NTSC vs. PAL - Round 2, The Hardware Challenge

Modding and Technical Issues

Moderator: Moderators

Post Reply
User avatar
JonBrawn
Vic 20 Devotee
Posts: 225
Joined: Sat Sep 11, 2021 10:47 pm
Website: http://youtube.com/@vicenary
Location: Austin TX USA
Occupation: CPU design engineer

NTSC vs. PAL - Round 2, The Hardware Challenge

Post by JonBrawn »

Over in the Programming forum a little while back, I asked:
JonBrawn wrote: Mon Jul 11, 2022 9:34 pmI was thinking the other day about how to tell the difference between an NTSC VIC-20 and a PAL VIC-20. I have one of each, and I'm going to be doing some software work that needs to know if this is the NTSC or a PAL one.
With the FPGA I'm putting together, it'd be nice if it auto-detected if it were in an NTSC or a PAL environment. Currently, I have a 100MHz clock on the board, so I could just count cycles of the incoming crystal clock - around 14MHz, it's NTSC. Around 4MHz? it's PAL. That's easy enough.

As an academic exercise, I was thinking about ways of differentiating the two systems without relying on that external 100MHz clock.

Suppose the VIC chip had write ability - you could divide the incoming crystal clock by four and try to use that to perform a bunch of read-modify-write cycles. If every write operation can be read back correctly, you're on a PAL system. If any of them fail, you're on NTSC because you'd be reading and writing 400-450ns RAM with a 140ns cycle time. Unfortunately, VIC is not a writer.

================================

EXERCISE REQUIREMENTS:
A. In the forum post, which system does an incoming crystal clock of around 14MHz indicate?
B. Reproduce the forum post word for word, starting at "Suppose the VIC" and ending at "not a writer.".
The material that comes next is drawn from a separate source.

Entries from a point annotation set:
================================

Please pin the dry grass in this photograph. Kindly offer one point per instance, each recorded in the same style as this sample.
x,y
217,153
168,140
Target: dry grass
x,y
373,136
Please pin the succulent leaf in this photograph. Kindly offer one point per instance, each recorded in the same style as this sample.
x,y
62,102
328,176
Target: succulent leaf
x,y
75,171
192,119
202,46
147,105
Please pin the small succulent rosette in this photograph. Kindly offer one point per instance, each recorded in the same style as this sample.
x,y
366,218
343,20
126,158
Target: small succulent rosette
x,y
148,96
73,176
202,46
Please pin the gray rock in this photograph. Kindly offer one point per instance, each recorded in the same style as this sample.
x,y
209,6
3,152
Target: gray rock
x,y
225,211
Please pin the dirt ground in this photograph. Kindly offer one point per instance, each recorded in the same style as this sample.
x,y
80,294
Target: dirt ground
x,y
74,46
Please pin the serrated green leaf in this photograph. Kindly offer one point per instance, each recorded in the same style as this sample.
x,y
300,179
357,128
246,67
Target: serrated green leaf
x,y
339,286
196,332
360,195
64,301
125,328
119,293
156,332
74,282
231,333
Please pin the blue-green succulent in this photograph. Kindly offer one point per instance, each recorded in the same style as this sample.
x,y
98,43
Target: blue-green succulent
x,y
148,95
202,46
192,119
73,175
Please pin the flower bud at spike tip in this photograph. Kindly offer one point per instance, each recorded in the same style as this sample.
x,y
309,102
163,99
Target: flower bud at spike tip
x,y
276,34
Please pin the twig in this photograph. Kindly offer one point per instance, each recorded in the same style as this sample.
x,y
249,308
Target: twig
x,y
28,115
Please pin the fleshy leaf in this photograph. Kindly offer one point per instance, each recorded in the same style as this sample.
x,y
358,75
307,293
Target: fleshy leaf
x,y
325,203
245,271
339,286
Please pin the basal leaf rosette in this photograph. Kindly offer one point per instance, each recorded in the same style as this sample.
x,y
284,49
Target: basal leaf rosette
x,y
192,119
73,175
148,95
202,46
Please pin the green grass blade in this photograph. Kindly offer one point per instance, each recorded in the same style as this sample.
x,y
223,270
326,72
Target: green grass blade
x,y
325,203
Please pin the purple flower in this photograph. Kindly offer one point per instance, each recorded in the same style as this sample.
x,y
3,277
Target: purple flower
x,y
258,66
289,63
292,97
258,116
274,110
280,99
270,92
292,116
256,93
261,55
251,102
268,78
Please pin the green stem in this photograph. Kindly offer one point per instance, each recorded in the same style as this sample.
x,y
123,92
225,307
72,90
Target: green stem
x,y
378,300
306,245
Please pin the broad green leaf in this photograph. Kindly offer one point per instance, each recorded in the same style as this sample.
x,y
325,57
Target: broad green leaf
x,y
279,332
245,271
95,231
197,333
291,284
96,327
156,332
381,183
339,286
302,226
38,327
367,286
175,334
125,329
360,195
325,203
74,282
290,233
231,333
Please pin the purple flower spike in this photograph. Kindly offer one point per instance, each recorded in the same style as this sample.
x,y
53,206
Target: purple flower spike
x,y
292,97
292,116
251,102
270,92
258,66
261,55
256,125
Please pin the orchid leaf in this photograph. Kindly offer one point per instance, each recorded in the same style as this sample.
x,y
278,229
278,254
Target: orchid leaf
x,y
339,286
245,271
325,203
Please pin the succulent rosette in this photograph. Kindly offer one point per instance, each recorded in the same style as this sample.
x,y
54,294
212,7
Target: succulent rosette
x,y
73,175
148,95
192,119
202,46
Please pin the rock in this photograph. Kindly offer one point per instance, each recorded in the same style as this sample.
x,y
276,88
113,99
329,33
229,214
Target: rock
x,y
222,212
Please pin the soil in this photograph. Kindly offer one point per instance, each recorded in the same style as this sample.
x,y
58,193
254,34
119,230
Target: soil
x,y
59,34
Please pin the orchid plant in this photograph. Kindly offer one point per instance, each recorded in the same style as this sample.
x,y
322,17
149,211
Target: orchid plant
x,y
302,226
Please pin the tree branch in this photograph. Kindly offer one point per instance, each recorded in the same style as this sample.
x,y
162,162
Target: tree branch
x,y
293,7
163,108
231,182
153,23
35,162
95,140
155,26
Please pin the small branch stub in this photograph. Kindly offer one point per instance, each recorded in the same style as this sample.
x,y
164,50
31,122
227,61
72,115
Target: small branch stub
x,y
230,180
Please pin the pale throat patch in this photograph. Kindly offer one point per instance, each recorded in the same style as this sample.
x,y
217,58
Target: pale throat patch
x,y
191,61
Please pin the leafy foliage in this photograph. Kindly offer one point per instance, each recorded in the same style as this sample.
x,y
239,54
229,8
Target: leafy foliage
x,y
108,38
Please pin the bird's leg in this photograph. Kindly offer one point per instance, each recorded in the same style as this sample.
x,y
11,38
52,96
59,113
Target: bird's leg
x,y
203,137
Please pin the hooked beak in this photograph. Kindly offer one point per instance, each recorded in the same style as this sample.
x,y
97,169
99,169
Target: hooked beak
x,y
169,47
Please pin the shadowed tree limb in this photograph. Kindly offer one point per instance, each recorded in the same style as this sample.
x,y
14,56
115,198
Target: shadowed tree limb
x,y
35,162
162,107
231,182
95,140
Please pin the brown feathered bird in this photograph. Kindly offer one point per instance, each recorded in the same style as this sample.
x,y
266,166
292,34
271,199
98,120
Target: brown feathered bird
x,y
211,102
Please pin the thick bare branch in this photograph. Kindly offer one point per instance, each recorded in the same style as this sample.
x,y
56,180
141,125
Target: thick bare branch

================================

OUTPUTS BY TASK:
A. NTSC

B.
Suppose the VIC chip had write ability - you could divide the incoming crystal clock by four and try to use that to perform a bunch of read-modify-write cycles. If every write operation can be read back correctly, you're on a PAL system. If any of them fail, you're on NTSC because you'd be reading and writing 400-450ns RAM with a 140ns cycle time. Unfortunately, VIC is not a writer.